Exercise requirements: The lines to return are those below that contain the word "chimney".

Exercise data:
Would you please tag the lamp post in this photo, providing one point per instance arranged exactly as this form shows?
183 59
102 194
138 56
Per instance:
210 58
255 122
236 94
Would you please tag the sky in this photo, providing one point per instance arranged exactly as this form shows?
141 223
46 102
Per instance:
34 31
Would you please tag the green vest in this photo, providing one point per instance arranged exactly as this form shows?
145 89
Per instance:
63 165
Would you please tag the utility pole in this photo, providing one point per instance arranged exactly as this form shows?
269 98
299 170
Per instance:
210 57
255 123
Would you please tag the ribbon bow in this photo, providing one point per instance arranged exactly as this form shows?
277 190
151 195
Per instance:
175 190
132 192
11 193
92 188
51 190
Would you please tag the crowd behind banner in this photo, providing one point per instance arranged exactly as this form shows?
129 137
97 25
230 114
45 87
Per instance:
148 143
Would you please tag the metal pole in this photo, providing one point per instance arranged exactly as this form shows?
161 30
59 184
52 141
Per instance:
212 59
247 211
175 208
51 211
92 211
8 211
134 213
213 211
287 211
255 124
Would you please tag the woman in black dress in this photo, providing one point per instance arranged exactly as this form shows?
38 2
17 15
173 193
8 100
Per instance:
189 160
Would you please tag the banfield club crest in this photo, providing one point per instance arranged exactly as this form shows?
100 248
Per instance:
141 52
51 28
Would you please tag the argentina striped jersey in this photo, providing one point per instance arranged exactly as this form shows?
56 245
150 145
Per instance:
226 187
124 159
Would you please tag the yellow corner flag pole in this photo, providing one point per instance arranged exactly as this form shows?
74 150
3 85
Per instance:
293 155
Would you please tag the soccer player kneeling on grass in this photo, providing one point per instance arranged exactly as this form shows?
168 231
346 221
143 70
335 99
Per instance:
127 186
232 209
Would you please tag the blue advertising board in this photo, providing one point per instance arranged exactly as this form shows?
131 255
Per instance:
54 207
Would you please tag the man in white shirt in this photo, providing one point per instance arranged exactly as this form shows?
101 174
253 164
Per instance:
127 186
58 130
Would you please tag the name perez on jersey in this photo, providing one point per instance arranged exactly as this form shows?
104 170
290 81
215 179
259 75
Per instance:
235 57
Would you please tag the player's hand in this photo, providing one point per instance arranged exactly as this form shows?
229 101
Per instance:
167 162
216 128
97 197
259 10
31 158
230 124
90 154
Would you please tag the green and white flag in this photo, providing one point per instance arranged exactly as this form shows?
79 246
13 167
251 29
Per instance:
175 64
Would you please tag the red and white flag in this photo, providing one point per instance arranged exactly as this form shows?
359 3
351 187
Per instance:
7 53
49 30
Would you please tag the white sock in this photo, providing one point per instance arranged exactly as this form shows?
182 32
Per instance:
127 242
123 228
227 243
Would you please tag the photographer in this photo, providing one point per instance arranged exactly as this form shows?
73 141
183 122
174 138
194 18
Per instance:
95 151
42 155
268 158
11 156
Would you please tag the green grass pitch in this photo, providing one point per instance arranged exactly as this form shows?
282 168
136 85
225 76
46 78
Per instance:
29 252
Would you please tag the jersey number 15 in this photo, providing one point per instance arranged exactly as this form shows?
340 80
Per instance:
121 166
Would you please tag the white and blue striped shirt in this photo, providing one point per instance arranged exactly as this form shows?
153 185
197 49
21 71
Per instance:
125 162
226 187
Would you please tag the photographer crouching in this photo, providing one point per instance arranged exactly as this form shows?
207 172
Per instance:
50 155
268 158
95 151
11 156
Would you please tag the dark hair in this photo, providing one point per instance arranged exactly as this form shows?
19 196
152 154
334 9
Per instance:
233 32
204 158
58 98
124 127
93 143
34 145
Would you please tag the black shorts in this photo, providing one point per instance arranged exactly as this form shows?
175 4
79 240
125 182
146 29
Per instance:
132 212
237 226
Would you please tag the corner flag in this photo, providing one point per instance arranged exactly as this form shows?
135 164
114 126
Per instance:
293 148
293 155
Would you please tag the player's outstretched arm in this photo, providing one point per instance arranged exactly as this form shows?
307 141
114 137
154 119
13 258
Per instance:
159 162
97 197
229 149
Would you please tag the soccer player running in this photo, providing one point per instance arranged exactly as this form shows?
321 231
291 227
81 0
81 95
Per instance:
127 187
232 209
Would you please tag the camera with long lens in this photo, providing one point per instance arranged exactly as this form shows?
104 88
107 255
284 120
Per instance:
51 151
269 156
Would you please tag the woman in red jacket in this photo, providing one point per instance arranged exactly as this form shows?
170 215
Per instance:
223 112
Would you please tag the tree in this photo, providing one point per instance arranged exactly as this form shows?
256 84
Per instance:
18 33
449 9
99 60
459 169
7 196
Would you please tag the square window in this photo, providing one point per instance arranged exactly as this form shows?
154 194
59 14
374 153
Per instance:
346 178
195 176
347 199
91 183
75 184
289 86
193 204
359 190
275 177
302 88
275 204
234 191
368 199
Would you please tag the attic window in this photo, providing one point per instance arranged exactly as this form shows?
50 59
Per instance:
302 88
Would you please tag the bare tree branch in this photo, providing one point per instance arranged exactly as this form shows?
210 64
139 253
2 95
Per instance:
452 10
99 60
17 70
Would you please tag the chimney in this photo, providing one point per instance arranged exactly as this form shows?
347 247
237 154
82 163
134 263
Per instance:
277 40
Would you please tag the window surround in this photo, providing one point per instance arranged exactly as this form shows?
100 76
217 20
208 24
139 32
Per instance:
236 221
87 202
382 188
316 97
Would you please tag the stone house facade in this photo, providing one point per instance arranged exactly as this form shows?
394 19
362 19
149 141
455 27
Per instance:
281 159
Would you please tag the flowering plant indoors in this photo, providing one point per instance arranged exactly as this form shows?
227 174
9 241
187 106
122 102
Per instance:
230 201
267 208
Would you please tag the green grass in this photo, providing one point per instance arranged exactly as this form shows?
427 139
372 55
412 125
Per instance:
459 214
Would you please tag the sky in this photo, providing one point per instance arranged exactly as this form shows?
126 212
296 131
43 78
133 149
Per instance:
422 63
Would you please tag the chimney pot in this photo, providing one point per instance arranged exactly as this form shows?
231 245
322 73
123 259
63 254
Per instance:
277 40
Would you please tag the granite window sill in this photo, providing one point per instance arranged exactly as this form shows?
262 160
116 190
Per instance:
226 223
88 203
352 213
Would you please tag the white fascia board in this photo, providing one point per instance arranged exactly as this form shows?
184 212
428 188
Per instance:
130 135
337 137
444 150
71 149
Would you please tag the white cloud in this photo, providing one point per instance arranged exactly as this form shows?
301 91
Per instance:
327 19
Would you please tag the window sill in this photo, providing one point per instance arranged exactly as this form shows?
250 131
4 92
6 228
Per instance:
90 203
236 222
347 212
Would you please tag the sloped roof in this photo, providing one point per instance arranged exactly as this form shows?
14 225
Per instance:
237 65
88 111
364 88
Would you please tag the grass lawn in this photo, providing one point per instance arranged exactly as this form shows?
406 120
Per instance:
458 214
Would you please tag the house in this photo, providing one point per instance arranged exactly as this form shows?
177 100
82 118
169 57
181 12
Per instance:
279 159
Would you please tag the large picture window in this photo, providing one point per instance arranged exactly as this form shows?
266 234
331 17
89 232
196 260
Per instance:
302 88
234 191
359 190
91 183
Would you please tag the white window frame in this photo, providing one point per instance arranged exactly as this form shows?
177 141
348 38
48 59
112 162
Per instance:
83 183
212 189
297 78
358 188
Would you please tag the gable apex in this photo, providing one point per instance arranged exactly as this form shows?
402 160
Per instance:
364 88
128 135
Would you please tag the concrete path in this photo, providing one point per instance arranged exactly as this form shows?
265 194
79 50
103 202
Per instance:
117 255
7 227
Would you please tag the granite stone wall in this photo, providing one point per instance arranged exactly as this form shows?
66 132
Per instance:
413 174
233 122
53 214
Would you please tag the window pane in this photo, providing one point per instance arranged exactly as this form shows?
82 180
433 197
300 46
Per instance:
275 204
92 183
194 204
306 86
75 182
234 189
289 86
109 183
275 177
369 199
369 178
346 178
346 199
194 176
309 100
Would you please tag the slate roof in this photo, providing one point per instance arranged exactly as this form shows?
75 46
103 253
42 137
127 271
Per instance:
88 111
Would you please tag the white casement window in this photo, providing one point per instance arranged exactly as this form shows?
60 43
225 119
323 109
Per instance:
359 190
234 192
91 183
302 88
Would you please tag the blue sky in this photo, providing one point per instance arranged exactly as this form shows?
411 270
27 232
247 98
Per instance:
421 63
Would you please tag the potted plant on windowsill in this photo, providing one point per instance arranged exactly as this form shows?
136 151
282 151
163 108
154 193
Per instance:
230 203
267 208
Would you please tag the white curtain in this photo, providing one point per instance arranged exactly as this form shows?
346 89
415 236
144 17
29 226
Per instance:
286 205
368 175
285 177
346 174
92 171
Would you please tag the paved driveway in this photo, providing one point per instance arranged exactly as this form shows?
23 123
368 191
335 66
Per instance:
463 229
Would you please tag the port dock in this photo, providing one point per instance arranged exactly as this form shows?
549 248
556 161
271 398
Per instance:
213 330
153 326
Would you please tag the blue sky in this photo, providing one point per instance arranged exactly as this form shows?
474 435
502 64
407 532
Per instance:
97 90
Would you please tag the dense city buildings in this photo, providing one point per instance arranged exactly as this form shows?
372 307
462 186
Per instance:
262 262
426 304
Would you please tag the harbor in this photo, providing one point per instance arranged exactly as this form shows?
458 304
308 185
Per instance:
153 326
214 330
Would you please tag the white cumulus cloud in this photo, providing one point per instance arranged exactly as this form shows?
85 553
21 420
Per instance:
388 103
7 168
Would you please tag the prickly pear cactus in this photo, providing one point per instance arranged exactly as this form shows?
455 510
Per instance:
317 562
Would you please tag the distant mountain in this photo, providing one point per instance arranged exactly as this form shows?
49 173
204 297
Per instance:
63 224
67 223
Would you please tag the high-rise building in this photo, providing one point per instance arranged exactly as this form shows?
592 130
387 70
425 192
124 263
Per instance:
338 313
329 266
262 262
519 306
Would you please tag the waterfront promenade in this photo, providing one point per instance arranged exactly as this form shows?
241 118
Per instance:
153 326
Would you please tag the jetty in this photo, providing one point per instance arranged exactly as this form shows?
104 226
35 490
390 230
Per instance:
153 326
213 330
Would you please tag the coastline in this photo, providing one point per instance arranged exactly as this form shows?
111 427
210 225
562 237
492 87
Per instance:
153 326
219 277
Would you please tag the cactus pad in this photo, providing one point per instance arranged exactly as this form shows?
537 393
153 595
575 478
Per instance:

Output of the exercise:
Would you please tag the chimney in this photo, providing one point per instance arranged exactly as this form shows?
Would you please tag the chimney pot in this photo, providing one point per instance arranged exactly as this form shows?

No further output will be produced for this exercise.